_Exercise requirements_
Select every line of the items below that contains the word "floor", and copy each one out.

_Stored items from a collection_
———
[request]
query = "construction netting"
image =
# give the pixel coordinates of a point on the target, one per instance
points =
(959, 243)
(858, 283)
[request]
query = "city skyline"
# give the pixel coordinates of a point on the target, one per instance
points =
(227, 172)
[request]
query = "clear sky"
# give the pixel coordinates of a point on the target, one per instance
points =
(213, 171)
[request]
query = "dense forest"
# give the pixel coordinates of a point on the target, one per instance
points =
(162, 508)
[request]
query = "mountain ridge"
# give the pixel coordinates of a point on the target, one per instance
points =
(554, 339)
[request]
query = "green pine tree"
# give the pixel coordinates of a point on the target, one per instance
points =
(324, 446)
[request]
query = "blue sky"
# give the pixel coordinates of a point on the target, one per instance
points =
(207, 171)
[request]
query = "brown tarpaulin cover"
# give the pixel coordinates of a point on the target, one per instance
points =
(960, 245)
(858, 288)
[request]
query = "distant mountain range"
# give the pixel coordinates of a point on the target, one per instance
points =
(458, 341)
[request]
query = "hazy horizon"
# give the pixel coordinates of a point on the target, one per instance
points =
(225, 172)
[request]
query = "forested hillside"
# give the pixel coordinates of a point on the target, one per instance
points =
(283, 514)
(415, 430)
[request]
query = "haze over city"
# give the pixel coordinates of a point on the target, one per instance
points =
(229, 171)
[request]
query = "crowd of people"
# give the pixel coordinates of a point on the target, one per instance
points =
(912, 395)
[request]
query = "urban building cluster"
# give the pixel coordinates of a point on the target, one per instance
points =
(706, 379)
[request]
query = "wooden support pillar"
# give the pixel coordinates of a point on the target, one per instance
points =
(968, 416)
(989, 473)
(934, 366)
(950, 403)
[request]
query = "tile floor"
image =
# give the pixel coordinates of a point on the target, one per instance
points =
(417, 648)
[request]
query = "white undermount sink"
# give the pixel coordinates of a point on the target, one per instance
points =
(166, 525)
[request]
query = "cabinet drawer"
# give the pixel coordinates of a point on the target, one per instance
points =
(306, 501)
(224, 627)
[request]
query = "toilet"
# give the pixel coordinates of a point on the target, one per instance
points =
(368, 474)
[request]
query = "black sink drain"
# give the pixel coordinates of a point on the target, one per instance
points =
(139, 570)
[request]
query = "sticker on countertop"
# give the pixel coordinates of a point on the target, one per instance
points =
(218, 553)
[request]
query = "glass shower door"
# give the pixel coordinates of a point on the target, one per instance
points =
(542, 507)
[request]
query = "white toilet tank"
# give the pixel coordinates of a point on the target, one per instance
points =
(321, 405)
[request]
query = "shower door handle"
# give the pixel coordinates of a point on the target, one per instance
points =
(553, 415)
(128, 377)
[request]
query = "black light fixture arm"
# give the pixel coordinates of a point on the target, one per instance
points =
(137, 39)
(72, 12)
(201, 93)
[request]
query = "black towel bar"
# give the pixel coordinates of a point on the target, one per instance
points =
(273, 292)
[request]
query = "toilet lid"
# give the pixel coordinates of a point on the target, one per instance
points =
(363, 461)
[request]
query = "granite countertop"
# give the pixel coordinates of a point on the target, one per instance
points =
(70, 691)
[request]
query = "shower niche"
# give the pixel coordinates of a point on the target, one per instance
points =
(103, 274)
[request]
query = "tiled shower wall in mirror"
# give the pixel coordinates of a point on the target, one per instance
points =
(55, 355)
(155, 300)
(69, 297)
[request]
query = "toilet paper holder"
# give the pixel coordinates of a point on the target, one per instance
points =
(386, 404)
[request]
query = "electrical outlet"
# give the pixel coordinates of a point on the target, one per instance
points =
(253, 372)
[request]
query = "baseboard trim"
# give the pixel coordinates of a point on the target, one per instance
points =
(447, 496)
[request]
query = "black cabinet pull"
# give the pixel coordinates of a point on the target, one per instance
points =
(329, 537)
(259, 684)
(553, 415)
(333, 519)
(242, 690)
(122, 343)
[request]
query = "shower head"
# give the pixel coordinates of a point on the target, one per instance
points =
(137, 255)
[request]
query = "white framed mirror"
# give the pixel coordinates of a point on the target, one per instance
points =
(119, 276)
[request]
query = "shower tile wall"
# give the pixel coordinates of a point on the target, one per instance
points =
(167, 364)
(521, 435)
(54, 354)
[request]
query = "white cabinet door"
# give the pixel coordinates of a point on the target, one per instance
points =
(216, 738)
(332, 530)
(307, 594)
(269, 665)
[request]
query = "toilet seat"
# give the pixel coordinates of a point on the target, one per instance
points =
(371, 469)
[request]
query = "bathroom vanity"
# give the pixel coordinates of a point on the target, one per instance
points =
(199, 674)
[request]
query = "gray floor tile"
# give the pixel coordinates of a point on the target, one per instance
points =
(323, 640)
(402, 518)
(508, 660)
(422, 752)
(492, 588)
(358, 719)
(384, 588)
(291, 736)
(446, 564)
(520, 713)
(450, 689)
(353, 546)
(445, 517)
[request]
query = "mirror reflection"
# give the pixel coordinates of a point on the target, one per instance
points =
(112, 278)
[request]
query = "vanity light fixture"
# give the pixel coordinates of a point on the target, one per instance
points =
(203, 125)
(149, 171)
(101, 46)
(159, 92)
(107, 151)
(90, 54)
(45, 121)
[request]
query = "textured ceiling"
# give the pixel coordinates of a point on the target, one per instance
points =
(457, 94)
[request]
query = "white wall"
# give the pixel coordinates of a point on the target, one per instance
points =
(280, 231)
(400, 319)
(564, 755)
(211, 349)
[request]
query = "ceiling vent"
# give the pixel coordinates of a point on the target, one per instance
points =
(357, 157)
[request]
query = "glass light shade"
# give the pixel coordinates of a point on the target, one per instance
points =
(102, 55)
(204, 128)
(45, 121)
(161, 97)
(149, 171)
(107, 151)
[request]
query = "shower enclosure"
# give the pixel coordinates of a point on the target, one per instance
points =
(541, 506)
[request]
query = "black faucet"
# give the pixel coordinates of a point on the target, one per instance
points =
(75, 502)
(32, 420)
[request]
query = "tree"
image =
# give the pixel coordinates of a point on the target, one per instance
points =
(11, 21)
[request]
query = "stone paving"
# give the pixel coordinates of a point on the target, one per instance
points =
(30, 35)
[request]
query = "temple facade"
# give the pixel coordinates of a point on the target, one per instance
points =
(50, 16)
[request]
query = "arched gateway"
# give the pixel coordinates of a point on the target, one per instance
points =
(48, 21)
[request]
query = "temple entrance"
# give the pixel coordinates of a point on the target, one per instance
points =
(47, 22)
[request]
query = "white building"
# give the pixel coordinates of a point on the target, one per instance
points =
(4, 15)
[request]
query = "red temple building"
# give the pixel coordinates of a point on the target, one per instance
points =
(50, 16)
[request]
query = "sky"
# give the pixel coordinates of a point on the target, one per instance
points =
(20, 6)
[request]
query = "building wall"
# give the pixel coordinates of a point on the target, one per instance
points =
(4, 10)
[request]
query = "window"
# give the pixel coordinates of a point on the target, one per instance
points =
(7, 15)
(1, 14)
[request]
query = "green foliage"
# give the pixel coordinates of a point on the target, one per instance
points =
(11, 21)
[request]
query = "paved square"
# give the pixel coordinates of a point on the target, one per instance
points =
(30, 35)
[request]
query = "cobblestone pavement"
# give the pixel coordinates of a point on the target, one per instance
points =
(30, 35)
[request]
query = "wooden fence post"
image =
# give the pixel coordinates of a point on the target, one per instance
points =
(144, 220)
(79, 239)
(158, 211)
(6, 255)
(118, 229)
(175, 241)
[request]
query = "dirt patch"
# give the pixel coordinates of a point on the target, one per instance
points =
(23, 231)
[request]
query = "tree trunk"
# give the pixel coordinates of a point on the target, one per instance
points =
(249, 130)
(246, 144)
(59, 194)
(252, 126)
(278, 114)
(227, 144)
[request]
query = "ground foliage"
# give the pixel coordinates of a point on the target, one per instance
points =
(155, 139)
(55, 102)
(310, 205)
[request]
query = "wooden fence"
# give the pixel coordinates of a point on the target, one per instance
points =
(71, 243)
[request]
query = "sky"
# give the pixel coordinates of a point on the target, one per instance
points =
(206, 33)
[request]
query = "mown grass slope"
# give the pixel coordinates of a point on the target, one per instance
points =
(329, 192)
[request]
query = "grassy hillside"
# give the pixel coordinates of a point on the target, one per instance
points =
———
_Answer_
query = "tile floor"
query = "gray floor tile"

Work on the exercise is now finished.